**** Entries provided ****

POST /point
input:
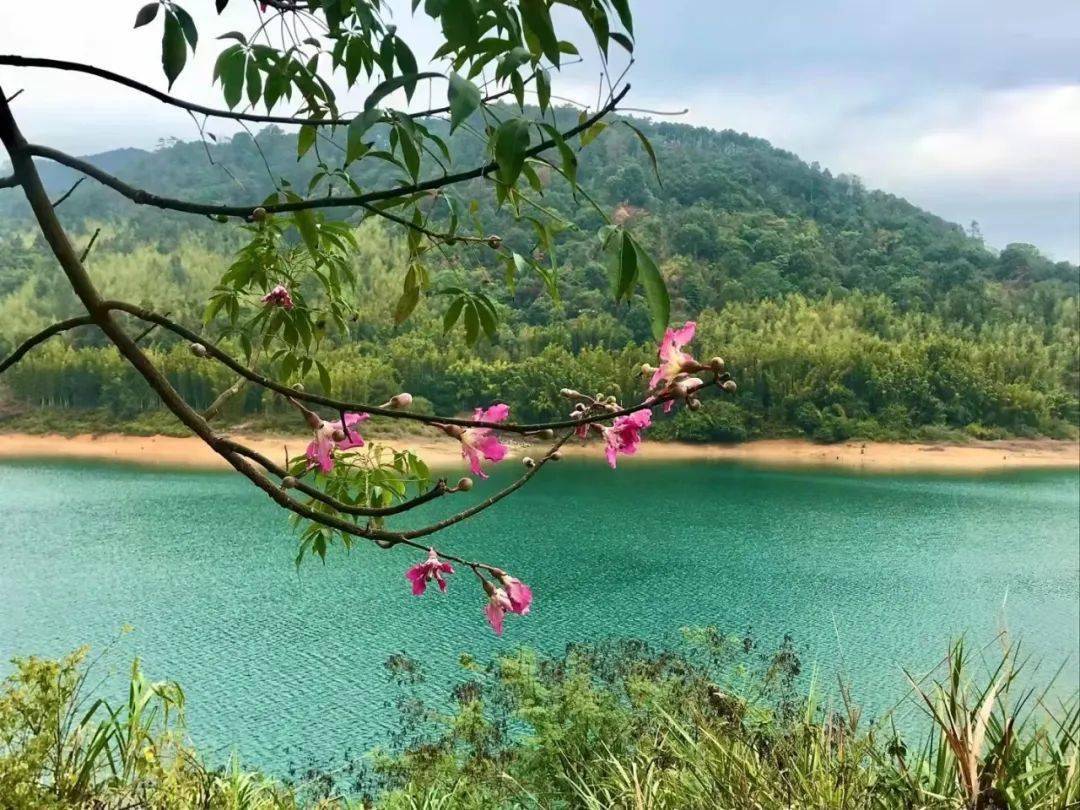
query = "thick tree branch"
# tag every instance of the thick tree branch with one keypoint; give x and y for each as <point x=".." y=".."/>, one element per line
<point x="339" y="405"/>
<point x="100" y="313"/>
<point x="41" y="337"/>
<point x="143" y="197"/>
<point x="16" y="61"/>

****
**** Entries provided ****

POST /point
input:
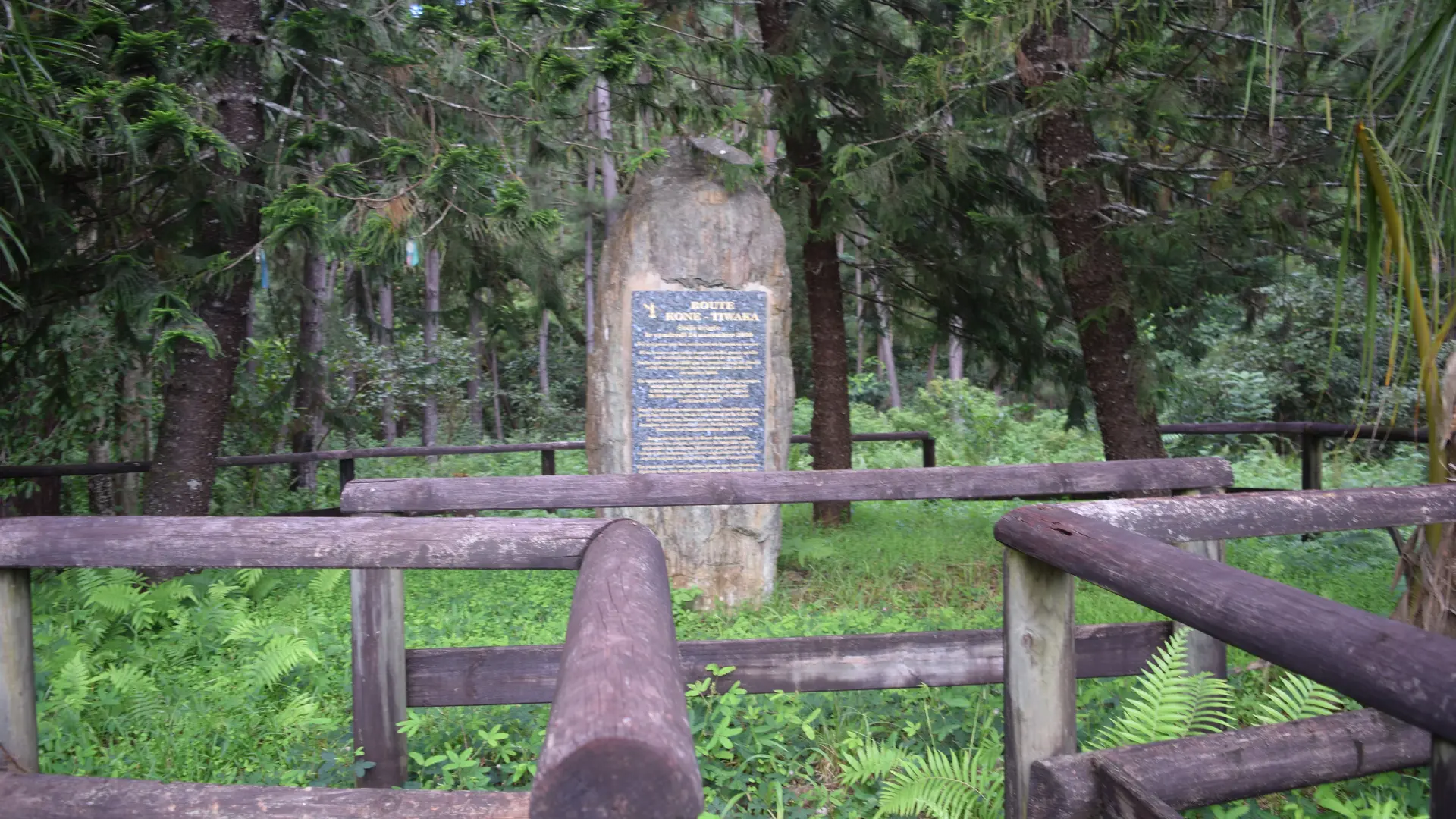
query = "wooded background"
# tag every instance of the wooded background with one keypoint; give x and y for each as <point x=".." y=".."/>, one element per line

****

- Task goal:
Pull out each line of the entries above that contains the word "every". Treat uppercase and lowercase as different.

- In response:
# tag every instance of the thick tree branch with one keypoint; give x and y for each as <point x=".." y=".."/>, one element per line
# tag every instance of the wooded background with one keypoint; give x and y for each as <point x=".." y=".."/>, one element per line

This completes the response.